- **TEXTO PROPORCIONADO**:

----------

3- “Comunicación” viene del latín communicare, que a su vez procede de communis o común. Comunicar es la acción de volver algo común, eso que llamamos in-formación (dar forma a la mente, que es lo que añade el prefijo in, “hacia adentro”; la formación, en cambio, supone a su vez la disciplina del cuerpo, la gimnasia, término que los militantes frecuentemente empleamos para aludir al hecho de ganar musculatura, versatilidad, “práctica”).
Desde la publicación de Communitas, el extraordinario libro de Roberto Esposito, no podemos omitir que la categoría “común” designa que lo que compartimos es el munus (obligación de dar, estar-en-deuda). Lo que une a los miembros de la comunidad, más que un derecho, es un deber, una falta, una responsabilidad (responsum, necesidad de responder). El munus, en concreto, no nos pertenece, porque no nos pertenecemos a nosotros mismos. Somos co-responsables, com-munis. Pero eso implica, dice Esposito, que lo que tenemos en común es nada. Nada-en-común. Relacionarse con los otros será para Esposito co-abrirlos y co-abrirnos a la responsabilidad. Immunitas, al revés, es negación o privación del munus, falta de deuda, soberanía. La inmunidad del soberano es uno de los principales temas de la tradición de filosofía política. De ahí también que la inmunidad se presente como el privilegio de no tener que rendir cuentas a nadie, de no deberle nada a nadie. Por eso, explica Esposito, la inmunidad está en confrontación con el cum. Redefinamos entonces la comunicación como la donación de la responsabilidad absoluta.
Hechos estos comentarios, de repente queda claro que tanto la organización, la formación y la comunicación se proponen un mismo fin: encuadrar, es decir, producir militantes. Pero, ¿cómo? ¿No adopta la organización mil variantes distintas? ¿Acaso la formación no consiste en volvernos más sabios o instruidos en relación con ciertos temas, que pueden ir desde la estructura productiva del país hasta la historia nacional o los simples efectos de una ley? ¿Y la comunicación? ¿No es su objetivo, justamente, comunicar una línea, que siempre depende del receptor del mensaje, imitando así a Pablo, que se volvió “judío con los judíos” y “griego con los griegos”? Todo lo cual, sin embargo, es de carácter derivado, circunstancial, táctico. El meollo de la militancia pasa por otro lado.

----------

- **MATERIAL PRESENTADO**:

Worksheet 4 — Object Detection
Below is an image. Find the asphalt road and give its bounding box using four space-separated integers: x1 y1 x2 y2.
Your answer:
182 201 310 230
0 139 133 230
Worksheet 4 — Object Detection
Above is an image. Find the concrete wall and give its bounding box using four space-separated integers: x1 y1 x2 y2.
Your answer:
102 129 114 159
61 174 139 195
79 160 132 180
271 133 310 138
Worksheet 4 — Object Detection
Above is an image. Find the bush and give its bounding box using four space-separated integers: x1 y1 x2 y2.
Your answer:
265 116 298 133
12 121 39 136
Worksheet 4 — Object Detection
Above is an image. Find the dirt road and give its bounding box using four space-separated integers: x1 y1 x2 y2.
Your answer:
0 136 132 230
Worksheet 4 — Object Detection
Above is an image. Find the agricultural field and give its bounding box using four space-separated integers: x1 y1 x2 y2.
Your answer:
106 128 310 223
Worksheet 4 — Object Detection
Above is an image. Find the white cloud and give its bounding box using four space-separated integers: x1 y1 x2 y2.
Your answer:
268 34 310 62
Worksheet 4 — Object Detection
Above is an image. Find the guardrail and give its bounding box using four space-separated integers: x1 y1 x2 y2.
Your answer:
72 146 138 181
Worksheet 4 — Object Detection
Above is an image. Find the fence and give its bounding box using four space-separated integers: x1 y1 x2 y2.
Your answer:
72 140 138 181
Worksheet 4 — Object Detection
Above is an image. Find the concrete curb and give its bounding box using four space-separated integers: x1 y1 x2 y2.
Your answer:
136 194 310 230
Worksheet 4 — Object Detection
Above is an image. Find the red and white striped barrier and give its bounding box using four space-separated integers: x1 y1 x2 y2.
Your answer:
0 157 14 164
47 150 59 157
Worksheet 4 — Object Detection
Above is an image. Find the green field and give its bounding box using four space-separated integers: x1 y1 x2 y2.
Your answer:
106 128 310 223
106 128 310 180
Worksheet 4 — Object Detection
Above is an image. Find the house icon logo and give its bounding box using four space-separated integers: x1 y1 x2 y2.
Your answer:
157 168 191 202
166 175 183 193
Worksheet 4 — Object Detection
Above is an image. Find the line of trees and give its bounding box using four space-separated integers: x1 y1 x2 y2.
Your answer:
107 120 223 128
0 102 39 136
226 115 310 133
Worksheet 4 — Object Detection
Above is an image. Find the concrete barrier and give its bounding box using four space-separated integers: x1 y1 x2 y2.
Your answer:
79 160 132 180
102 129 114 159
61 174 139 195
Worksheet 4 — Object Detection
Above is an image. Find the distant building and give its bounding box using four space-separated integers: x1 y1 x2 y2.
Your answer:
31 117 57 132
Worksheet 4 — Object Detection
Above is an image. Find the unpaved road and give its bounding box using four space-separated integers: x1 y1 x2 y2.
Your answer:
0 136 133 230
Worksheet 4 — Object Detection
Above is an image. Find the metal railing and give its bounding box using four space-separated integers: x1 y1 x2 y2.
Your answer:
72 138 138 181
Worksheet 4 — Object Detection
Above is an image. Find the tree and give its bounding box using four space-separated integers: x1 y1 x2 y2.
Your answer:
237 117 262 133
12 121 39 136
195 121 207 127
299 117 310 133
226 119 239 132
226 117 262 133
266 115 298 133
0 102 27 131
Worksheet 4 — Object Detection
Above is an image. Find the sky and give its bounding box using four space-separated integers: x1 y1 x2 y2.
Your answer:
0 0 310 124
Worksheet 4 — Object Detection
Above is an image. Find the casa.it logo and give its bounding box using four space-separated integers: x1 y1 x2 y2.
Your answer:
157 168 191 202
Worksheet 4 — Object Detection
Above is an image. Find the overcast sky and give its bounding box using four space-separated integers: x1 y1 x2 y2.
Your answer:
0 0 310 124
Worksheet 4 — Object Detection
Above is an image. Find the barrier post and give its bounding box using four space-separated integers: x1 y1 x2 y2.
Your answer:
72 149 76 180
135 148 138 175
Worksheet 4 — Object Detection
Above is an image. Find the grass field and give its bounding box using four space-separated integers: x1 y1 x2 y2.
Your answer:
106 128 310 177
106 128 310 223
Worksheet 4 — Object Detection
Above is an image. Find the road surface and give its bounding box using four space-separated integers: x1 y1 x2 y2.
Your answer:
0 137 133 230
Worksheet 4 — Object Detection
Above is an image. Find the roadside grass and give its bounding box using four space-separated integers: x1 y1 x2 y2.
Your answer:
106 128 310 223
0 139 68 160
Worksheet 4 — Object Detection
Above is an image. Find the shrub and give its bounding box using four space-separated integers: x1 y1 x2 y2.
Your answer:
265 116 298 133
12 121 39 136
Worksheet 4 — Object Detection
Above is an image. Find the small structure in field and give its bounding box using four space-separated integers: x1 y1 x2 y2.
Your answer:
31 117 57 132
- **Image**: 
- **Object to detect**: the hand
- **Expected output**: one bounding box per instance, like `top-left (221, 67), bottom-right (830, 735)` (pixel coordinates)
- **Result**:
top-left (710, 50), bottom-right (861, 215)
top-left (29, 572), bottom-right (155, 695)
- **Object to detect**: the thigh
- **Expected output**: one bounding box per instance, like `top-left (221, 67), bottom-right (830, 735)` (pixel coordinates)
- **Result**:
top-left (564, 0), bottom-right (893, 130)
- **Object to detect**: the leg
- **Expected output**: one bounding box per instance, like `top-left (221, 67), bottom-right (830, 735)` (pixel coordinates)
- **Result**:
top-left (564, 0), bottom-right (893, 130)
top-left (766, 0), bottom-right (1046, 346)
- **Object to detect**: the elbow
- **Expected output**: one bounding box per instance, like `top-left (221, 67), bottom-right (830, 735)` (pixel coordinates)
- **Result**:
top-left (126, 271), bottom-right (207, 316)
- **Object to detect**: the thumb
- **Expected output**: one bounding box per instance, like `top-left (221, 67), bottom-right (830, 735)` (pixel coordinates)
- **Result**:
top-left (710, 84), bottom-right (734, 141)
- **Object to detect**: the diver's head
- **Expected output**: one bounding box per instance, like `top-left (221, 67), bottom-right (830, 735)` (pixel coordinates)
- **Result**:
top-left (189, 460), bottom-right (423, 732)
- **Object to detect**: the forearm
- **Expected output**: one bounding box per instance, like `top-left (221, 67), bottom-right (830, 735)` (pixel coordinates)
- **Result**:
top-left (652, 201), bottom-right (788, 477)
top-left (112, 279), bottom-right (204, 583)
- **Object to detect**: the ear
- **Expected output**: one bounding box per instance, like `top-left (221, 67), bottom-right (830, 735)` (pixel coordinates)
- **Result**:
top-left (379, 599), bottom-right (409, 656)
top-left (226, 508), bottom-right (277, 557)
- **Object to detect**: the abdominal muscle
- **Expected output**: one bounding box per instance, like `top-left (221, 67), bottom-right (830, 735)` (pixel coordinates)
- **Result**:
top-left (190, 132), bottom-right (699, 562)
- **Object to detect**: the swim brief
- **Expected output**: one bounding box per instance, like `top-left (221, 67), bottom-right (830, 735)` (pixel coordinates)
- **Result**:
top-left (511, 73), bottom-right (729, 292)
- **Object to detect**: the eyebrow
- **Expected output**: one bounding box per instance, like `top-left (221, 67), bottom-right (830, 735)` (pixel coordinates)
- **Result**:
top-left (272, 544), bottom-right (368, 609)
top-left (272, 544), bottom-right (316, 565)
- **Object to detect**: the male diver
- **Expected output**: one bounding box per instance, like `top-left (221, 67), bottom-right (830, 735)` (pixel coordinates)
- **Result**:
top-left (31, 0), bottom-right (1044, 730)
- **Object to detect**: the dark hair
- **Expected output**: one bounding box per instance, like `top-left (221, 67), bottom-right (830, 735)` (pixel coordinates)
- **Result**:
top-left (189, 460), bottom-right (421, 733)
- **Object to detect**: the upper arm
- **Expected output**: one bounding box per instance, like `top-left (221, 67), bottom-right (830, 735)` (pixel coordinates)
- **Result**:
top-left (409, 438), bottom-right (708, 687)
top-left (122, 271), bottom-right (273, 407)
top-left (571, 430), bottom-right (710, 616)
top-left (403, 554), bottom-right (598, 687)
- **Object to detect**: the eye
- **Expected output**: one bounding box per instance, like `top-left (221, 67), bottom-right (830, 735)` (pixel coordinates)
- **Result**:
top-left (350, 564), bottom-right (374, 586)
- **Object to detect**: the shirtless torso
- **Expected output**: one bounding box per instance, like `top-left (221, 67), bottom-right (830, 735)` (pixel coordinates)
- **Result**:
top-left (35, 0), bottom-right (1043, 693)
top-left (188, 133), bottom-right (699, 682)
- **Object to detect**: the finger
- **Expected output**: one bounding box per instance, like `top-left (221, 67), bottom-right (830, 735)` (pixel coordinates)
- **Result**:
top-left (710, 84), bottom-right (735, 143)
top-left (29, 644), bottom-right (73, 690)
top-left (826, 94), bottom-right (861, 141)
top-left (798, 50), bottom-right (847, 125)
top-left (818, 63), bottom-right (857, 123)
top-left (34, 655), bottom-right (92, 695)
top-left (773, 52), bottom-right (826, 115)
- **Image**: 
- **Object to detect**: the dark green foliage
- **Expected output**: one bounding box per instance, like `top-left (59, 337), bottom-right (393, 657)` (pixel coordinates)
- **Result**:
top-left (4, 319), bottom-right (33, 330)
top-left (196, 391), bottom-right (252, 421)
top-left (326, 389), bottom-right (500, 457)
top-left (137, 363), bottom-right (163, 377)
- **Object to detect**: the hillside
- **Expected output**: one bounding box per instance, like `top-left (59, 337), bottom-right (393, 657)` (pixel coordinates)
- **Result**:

----------

- **TAREAS PENDIENTES**:
(1) ¿Qué preguntas aparecen en el párrafo del texto que empieza con "Hechos estos comentarios"? Cópialas todas.
(2) Informa cuáles son las líneas de los registros que contienen la palabra "green" y cópialas todas.

- **SOLUCIONES ORDENADAS**:
(1)
1. ¿cómo?
2. ¿No adopta la organización mil variantes distintas?
3. ¿Acaso la formación no consiste en volvernos más sabios o instruidos en relación con ciertos temas, que pueden ir desde la estructura productiva del país hasta la historia nacional o los simples efectos de una ley?
4. ¿Y la comunicación?
5. ¿No es su objetivo, justamente, comunicar una línea, que siempre depende del receptor del mensaje, imitando así a Pablo, que se volvió "judío con los judíos" y "griego con los griegos"?

(2)
Above is an image. Find the green field and give its bounding box using four space-separated integers: x1 y1 x2 y2.
- **Object to detect**: the dark green foliage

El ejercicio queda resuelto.